**SET EXERCISE A:**
List every character from the play who is named in the first paragraph of the Hamlet essay below.

**PAGE EXTRACT:**
In Act 2, Scene 2, of Hamlet, the doomed Rosencrantz and Guildenstern are chatting with Prince Hamlet. They are his old college buddies, and King Claudius (Hamlet’s step-father) and Queen Gertrude (his mother) have sent for them to attempt to learn what is bothering the young man, who has been acting with an “antic disposition” and saying strange things, half to himself and half to, well, no one can figure out who.
Hamlet greets them and speaks in the same riddling manner that he has been using with the rest:
HAMLET: Let me question more in particular, my good friends, what you have done to deserve such fortune, that she sends you to prison hither?
GUILDENSTERN: Prison, my lord?
HAMLET: Denmark’s a prison.
ROSENCRANTZ: Then the world is one.
HAMLET: A goodly one; in which there are many confines, wards, and dungeons, Denmark being one o’ the worst.
ROSENCRANTZ: We don’t think so, my lord.
HAMLET: Why, then ’tis none to you; for there is nothing either good or bad but thinking makes it so. To me it is a prison. [Emphasis mine.]
Hamlet quickly determines that they are not merely dropping in to talk about sports and the weather or to compare Klout scores but are indeed spies. Ultimately, he manages to have them both killed.
Hamlet’s quip about how one’s thinking determines a thing’s relative goodness or badness has lived on through the centuries, but in most peoples’ recitations nowadays it carries about the same weight as a Twittering teenager’s hashtagging of “YOLO.” (#YOLO. #Ugh.) Perhaps this is because the judgement is delivered by a character who has been speaking in riddles and jests and pretending to be mad. (Uh, Hamlet, “What are you reading?” “Words, words, words.” Petulant jerk.)
Four hundred years after Hamlet was first performed, “Nothing (is) either good or bad but my thinking makes it so” is spoken as a longer, a more profound-sounding, version of, “Don’t sweat the small stuff.”
“The rain is uncomfortable for you but it’s good news for the farmers,” speaks the profound thinker who apparently wants me to punch him. (I once replied to this with a “Do you know any farmers? We live in the suburbs. If you do, see if they’re carrying umbrellas, too.” The person walked away, which of course was the only proper reply to my being a petulant jerk.)
(The two of us are still friends. I have my good points, I have been told.)

**TASK INPUTS:**

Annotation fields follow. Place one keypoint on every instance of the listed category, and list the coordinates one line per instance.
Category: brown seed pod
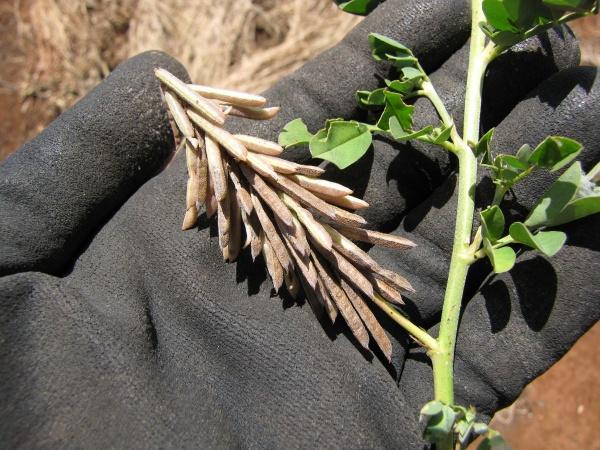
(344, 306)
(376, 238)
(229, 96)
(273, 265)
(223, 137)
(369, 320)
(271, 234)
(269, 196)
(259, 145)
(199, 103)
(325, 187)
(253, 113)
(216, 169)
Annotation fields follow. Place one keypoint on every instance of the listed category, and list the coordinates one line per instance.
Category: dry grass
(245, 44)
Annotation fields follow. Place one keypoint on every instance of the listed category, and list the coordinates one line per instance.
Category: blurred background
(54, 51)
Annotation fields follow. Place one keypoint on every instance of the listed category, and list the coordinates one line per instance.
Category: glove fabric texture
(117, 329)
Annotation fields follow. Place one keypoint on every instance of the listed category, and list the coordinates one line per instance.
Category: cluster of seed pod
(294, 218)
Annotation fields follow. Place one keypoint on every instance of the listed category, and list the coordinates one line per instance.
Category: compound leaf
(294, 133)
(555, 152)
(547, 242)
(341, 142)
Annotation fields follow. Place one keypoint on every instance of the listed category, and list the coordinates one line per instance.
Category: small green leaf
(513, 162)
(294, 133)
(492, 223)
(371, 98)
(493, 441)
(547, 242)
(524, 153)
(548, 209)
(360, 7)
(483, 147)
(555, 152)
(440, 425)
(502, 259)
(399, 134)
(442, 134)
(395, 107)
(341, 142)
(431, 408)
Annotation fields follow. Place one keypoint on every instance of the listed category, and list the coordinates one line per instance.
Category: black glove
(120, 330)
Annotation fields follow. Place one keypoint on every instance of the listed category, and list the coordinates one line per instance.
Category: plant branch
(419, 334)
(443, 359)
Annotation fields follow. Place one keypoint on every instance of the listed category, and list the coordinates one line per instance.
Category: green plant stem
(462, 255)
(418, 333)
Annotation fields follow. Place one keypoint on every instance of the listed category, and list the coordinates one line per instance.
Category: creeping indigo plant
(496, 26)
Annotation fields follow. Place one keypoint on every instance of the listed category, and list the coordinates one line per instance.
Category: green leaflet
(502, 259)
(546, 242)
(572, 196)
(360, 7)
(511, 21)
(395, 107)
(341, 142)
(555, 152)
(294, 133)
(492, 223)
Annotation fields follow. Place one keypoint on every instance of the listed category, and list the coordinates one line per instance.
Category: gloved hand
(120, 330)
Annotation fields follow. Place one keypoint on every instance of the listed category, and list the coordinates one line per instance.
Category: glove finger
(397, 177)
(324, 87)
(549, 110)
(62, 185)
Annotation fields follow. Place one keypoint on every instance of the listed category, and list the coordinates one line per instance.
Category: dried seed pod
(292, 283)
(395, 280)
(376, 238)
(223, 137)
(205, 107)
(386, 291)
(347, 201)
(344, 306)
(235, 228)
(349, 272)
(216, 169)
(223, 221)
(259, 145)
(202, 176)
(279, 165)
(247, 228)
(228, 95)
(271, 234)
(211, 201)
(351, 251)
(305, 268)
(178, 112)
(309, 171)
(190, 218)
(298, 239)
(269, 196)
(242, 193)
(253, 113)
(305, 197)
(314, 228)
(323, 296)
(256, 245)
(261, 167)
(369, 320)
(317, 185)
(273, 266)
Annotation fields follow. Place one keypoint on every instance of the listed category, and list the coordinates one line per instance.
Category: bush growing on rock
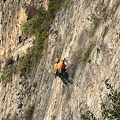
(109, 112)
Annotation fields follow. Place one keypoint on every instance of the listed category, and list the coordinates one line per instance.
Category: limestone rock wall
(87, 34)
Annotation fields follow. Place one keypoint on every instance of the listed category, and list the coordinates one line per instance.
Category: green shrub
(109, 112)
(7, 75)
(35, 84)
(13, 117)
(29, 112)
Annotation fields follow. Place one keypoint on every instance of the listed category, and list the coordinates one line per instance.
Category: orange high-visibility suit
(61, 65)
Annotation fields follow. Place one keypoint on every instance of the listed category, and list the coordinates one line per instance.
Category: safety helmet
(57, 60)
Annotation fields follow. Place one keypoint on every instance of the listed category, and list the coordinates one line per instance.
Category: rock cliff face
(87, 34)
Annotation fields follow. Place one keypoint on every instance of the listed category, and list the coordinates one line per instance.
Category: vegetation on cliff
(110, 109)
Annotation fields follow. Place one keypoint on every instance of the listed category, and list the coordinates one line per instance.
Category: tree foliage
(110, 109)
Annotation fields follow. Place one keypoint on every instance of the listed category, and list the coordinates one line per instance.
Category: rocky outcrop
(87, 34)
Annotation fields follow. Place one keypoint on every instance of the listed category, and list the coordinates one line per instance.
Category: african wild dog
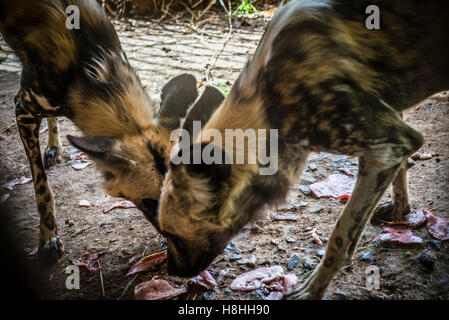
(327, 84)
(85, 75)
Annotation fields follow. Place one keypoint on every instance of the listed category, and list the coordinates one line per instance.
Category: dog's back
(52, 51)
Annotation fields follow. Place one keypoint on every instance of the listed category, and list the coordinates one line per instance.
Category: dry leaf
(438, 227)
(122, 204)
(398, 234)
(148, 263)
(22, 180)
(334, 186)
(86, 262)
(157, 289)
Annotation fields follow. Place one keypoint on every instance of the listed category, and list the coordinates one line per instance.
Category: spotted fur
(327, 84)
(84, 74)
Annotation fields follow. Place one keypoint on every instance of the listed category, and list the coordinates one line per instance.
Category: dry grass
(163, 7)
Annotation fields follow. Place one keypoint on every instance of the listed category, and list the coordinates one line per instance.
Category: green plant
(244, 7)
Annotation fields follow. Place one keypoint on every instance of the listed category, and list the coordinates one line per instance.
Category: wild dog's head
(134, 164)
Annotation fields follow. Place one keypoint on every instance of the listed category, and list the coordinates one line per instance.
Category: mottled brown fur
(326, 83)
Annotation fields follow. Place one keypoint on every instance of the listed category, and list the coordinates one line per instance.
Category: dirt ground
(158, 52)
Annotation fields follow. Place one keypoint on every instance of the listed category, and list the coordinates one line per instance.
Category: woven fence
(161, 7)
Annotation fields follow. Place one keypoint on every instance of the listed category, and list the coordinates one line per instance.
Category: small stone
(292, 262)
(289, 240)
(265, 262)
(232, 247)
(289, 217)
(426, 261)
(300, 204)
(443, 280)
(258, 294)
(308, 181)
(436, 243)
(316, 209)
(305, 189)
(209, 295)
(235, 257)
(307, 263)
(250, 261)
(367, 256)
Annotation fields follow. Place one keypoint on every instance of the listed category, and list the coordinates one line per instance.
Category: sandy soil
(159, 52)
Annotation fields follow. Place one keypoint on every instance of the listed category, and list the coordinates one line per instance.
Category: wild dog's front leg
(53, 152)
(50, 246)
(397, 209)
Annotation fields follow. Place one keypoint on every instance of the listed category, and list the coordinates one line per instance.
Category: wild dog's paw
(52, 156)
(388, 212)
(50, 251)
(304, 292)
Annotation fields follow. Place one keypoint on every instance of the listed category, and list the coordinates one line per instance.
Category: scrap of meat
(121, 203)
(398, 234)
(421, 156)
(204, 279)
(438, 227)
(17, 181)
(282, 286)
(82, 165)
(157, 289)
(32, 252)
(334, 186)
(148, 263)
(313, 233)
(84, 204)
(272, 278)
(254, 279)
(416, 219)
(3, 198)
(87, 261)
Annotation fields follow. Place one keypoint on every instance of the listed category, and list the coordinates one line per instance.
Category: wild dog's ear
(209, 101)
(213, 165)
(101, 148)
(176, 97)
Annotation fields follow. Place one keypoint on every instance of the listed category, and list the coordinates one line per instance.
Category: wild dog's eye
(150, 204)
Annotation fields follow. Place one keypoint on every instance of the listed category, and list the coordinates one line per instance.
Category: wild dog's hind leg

**SET EXERCISE B:**
Filter the records above, keeping every line that contains the word "plant".

**TASK SOLUTION A:**
Rosencrantz, Guildenstern, Hamlet, Claudius, Gertrude

**TASK SOLUTION B:**
Category: plant branch
Category: green plant stem
Category: creeping indigo plant
Category: green plant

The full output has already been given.